# [Items]
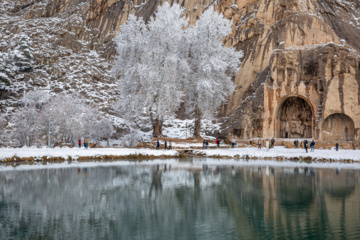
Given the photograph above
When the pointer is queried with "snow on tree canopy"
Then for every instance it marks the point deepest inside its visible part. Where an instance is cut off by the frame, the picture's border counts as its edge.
--
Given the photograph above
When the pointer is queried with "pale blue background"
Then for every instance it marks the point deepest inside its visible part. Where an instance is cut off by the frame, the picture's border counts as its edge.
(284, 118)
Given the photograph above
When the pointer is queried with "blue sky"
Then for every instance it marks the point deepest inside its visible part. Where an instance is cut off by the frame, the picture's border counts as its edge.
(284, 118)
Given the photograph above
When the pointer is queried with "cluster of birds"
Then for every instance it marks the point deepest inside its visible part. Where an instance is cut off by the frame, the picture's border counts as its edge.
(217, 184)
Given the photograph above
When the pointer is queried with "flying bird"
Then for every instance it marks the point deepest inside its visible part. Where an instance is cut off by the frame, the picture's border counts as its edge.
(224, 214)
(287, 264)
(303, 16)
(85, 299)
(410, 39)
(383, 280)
--
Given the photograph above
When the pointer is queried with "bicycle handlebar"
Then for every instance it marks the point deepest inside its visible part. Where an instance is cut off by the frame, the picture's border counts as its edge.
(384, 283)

# [Opdracht en eisen]
Haal alsjeblieft uit de records hierboven elke regel die de tekenreeks "with" bevat, en neem die regels ongewijzigd over.

# [Antwoord hieronder]
When the pointer is queried with "snow on tree canopy"
When the pointer is queried with "pale blue background"
When the pointer is queried with "blue sky"
When the pointer is queried with "cluster of birds"
When the pointer is queried with "flying bird"
When the pointer is queried with "bicycle handlebar"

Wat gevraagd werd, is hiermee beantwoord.